Rewrite the lines between the one holding "Target: window" and the one holding "x=906, y=236", inclusive, with "banner" changed to "sign" and nothing else altered.

** START OF PROVIDED DATA **

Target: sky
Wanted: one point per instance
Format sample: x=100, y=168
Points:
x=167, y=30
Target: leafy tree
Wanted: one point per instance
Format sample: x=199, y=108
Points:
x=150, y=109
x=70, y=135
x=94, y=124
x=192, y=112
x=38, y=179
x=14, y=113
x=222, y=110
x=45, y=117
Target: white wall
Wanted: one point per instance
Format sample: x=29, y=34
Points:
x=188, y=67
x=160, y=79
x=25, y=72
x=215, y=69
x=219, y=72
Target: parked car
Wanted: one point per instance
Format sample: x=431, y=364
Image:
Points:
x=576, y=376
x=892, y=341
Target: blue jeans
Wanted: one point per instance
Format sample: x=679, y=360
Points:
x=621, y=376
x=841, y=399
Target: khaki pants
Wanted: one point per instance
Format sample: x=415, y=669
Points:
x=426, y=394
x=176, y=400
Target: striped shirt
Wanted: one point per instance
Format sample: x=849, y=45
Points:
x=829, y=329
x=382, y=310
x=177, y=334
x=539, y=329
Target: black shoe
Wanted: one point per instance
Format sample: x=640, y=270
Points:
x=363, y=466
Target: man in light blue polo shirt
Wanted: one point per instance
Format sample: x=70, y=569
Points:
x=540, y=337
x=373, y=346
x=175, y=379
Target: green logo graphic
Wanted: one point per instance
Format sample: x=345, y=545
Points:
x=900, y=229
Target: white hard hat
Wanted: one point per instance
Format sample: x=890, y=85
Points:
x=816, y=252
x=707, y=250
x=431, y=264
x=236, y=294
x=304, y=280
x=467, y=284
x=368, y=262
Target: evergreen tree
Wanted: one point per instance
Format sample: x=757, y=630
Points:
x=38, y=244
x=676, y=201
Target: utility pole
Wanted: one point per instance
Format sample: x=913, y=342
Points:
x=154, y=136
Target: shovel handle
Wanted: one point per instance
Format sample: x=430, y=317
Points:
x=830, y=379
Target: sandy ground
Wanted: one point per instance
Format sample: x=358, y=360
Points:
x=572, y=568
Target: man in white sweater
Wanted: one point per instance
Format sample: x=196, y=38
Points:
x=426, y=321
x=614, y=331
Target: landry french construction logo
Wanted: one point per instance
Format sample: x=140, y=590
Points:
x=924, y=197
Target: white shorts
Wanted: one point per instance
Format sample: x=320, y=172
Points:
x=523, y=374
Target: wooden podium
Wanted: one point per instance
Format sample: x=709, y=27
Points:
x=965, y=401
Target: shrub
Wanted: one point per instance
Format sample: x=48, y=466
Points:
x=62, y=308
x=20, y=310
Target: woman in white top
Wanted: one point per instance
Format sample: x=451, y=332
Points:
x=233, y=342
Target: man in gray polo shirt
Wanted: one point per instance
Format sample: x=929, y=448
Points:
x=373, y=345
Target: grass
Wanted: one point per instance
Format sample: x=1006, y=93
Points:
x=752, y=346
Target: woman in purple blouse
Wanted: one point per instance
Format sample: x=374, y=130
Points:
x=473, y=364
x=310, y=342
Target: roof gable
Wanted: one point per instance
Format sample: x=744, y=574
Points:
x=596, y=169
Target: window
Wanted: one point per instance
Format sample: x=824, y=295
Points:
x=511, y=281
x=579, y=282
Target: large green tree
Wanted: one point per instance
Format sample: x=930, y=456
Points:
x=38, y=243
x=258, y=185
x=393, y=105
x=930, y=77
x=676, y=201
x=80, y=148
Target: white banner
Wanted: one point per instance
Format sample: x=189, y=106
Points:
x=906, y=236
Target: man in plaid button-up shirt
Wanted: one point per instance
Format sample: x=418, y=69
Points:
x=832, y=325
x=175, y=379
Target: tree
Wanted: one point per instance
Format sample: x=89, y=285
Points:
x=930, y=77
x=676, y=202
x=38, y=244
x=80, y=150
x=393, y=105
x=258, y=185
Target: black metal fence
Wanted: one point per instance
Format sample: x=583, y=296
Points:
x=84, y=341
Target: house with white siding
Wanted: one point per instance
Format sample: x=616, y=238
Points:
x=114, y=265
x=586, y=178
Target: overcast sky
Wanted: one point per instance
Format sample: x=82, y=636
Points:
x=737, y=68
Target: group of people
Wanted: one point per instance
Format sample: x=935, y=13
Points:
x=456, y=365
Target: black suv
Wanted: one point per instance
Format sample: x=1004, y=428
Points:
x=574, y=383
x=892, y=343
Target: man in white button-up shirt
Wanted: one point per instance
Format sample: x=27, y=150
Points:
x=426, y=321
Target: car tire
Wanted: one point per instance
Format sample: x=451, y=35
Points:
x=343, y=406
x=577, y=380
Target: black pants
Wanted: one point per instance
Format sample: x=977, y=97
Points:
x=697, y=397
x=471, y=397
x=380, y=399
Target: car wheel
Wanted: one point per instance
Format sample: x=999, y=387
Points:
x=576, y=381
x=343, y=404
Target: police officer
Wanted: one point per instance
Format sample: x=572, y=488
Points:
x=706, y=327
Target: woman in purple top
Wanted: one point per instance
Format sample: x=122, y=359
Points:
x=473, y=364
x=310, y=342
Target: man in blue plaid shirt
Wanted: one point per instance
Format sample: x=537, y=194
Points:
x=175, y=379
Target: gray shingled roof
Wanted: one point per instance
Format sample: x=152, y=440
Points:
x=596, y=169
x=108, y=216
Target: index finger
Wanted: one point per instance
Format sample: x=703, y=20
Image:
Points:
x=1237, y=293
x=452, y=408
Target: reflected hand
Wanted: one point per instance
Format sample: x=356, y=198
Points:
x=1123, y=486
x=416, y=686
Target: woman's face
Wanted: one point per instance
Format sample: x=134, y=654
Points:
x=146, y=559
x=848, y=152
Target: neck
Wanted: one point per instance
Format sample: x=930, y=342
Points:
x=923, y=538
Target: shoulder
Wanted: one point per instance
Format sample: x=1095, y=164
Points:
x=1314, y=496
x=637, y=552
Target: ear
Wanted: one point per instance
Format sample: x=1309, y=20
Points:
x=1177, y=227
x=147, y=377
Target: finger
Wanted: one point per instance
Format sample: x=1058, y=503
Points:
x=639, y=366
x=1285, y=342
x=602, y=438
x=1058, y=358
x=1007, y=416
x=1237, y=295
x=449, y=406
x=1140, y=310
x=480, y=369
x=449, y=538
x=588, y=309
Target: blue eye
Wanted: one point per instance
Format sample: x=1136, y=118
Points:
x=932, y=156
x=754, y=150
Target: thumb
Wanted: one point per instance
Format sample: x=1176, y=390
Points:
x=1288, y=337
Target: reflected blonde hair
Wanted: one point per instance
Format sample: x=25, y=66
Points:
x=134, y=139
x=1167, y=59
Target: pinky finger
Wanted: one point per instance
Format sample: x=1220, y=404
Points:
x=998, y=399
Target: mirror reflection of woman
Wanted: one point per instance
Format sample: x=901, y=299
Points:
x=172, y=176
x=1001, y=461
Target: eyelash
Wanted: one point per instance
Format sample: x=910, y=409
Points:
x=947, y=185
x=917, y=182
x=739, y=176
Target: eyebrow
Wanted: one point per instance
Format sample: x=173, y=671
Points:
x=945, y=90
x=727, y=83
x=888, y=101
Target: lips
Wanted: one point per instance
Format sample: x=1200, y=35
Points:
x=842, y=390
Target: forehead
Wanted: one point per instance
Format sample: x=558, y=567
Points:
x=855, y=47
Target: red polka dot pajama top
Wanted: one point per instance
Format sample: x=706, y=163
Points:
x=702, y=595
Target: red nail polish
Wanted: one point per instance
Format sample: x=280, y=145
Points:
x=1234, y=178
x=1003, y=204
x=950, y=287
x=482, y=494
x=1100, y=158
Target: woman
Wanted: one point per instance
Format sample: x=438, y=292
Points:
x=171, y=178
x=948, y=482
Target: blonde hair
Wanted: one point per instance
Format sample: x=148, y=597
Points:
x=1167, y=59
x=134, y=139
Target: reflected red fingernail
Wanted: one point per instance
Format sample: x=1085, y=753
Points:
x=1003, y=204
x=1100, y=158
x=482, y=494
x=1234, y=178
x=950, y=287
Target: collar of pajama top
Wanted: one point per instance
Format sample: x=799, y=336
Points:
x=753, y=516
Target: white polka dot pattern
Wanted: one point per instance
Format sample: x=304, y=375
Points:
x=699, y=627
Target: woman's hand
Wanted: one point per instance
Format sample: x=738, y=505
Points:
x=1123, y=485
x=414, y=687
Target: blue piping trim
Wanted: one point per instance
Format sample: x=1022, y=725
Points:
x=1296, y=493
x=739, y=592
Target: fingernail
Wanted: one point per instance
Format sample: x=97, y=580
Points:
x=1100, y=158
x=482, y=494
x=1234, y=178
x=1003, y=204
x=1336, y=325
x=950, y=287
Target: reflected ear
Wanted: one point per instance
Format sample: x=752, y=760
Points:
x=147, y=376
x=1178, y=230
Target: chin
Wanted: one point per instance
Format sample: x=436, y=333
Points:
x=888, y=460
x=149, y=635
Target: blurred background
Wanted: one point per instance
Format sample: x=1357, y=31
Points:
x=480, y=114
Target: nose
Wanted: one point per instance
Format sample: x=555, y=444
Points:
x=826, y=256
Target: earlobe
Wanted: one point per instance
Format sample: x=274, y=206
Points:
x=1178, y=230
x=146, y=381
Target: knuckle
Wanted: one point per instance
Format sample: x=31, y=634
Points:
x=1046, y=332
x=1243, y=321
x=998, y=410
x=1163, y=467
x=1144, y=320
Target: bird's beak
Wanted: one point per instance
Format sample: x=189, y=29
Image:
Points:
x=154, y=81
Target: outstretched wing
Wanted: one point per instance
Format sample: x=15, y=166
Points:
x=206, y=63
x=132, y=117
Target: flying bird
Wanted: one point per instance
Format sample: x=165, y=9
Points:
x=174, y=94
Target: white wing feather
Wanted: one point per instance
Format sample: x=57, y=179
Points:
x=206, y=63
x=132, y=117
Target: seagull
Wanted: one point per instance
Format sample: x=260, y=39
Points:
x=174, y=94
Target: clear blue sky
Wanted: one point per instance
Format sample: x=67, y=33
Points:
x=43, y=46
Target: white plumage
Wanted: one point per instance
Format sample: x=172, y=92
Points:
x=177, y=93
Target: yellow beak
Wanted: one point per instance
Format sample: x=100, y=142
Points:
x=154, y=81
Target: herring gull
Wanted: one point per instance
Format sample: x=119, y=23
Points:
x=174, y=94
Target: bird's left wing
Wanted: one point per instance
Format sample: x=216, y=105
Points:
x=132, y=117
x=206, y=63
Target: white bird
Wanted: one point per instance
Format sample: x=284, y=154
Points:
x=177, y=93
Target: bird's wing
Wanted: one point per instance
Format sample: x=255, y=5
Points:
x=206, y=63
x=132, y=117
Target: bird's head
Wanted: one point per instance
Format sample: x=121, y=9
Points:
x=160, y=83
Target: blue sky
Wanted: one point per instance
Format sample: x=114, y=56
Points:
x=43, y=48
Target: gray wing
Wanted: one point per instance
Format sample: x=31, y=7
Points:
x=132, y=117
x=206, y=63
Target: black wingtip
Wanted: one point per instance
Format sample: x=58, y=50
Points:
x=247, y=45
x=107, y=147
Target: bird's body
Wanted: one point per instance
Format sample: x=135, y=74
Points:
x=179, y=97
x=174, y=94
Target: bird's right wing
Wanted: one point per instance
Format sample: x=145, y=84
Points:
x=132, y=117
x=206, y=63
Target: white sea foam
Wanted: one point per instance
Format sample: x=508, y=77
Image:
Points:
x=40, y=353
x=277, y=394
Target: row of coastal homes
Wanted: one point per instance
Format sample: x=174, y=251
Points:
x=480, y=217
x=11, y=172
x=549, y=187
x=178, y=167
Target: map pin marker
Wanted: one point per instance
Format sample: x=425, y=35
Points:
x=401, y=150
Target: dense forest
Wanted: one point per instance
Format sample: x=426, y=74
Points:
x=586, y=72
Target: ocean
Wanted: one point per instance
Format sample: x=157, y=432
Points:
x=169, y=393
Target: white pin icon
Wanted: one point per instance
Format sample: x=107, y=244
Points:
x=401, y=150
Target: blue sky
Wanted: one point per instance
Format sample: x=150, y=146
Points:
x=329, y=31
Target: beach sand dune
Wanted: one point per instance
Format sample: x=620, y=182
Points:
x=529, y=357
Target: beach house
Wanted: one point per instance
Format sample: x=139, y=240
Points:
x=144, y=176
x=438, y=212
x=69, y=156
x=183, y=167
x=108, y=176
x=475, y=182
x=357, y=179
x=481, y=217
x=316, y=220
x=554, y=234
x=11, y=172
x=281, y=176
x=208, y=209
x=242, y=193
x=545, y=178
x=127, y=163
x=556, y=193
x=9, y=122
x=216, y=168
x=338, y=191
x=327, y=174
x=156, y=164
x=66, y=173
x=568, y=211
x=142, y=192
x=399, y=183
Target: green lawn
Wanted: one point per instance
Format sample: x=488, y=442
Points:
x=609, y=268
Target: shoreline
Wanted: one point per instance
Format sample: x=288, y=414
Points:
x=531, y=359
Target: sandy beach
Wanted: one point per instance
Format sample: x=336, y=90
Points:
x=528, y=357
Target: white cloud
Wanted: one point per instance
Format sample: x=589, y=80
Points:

** END OF PROVIDED DATA **

FULL RESPONSE:
Target: window
Wanted: one point per instance
Format sample: x=824, y=295
Points:
x=511, y=281
x=579, y=282
Target: large green tree
Wanted: one point per instance
Format sample: x=930, y=456
Points:
x=38, y=243
x=258, y=185
x=393, y=105
x=930, y=77
x=676, y=201
x=80, y=148
Target: white sign
Wanted: one point per instance
Format sample: x=189, y=106
Points:
x=906, y=236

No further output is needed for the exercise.